◆ Text section

###

All this relates to Niibes proposal and I see no way to change it, if the card will be in compliance with standards.

The response of GENERATE ASYMMETRIC KEY PAIR will be:
7F49 xx
	06 xx OID
	86 xx Elliptic Curve Point

For key import we have to check if this information is enough or if we should use additional parameters (see conditional information in BSI table).

Best regards,
Achim



Am 01.03.2013 20:02, schrieb Andrey Jivsov:
> Hi NIIBE.
> 
> Please consider using the compact representation of an ECC point: http://tools.ietf.org/html/draft-jivsov-ecc-compact with the OpenPGP card.
> 
> I plan to submit a relevant proposal to use the compact representation in OpenPGP.
> 
> The benefit of the compact representation is that you will have to transmit less than half of bytes of the point over in the host-to-card protocol.
> 
> For this compact representation of the ECC point to work one needs to slightly adjust the key generation. It's always possible to do so with the proposed method, even with any existing method that
> generates keys on the card (one uses "black box" approach in this case).
> 
> The ideal scenario is when the key generation is already generating compliant keys. Thus, I suggest to change the key generation on the card to always return the compliant keys.
> 
> IMO we should all generate compliant OpenPGP keys in the entire OpenPGP ecosystem (and beyond as well, as keys are sometimes migrated between PKI and OpenPGP). Well, at least compliant keys are within
> our reach at OpenPGP.

###

◆ Supplied data

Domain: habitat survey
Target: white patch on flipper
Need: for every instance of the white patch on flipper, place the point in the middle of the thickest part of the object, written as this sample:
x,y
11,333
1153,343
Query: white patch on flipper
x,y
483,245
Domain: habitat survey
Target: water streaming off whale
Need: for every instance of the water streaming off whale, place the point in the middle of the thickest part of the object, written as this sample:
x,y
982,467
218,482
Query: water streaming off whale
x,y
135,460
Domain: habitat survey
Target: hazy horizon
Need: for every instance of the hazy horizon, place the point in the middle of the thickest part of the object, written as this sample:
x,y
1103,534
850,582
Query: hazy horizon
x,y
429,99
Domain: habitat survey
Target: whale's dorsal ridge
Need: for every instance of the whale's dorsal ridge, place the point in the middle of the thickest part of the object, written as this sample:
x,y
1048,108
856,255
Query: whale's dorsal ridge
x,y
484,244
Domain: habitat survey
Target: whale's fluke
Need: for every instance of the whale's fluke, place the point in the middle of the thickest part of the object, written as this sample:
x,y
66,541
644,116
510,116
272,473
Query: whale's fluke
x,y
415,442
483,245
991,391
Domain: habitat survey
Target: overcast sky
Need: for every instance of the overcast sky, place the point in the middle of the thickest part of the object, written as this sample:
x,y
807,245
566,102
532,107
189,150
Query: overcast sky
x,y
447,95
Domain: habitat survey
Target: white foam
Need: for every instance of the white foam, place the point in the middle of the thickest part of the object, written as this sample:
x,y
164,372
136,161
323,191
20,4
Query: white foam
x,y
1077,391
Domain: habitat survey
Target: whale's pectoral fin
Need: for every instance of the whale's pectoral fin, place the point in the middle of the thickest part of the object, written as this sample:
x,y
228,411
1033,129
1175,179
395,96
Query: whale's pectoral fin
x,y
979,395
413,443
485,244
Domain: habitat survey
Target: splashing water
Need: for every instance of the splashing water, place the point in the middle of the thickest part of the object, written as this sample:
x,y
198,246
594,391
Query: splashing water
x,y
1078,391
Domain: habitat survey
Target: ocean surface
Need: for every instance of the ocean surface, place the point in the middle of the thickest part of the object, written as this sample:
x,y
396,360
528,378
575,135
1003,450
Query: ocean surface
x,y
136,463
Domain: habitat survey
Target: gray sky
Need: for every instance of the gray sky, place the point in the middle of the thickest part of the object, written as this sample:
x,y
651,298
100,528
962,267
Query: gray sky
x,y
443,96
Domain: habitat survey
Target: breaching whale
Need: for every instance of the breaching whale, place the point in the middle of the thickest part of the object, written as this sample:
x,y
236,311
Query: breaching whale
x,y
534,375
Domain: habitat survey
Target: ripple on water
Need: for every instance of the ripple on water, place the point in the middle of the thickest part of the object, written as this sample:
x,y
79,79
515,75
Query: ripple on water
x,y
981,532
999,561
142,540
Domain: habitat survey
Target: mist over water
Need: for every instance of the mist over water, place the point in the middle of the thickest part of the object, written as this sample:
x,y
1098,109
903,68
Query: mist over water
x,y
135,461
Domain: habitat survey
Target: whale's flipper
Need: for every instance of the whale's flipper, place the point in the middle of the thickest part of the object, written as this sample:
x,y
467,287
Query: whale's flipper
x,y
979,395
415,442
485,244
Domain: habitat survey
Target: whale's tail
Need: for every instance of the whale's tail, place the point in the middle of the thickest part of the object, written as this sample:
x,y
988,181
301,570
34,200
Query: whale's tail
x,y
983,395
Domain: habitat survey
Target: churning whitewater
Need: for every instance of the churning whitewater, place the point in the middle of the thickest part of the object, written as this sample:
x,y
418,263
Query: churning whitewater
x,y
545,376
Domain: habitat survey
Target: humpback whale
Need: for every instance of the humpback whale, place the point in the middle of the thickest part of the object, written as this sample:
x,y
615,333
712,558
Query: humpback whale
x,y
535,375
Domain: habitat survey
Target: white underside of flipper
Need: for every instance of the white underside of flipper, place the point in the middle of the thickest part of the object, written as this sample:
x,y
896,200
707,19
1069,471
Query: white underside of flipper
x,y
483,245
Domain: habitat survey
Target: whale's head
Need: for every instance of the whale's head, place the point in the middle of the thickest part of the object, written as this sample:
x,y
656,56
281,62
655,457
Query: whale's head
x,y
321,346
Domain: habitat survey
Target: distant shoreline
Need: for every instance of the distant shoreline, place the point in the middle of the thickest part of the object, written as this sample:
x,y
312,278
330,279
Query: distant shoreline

###

◆ Problem to solve
Rewrite the stretch of the OpenPGP card message from "All this relates" through "in BSI table).", switching "Elliptic Curve Point" to "EC Point".

◆ Exercise result
All this relates to Niibes proposal and I see no way to change it, if the card will be in compliance with standards.

The response of GENERATE ASYMMETRIC KEY PAIR will be:
7F49 xx
	06 xx OID
	86 xx EC Point

For key import we have to check if this information is enough or if we should use additional parameters (see conditional information in BSI table).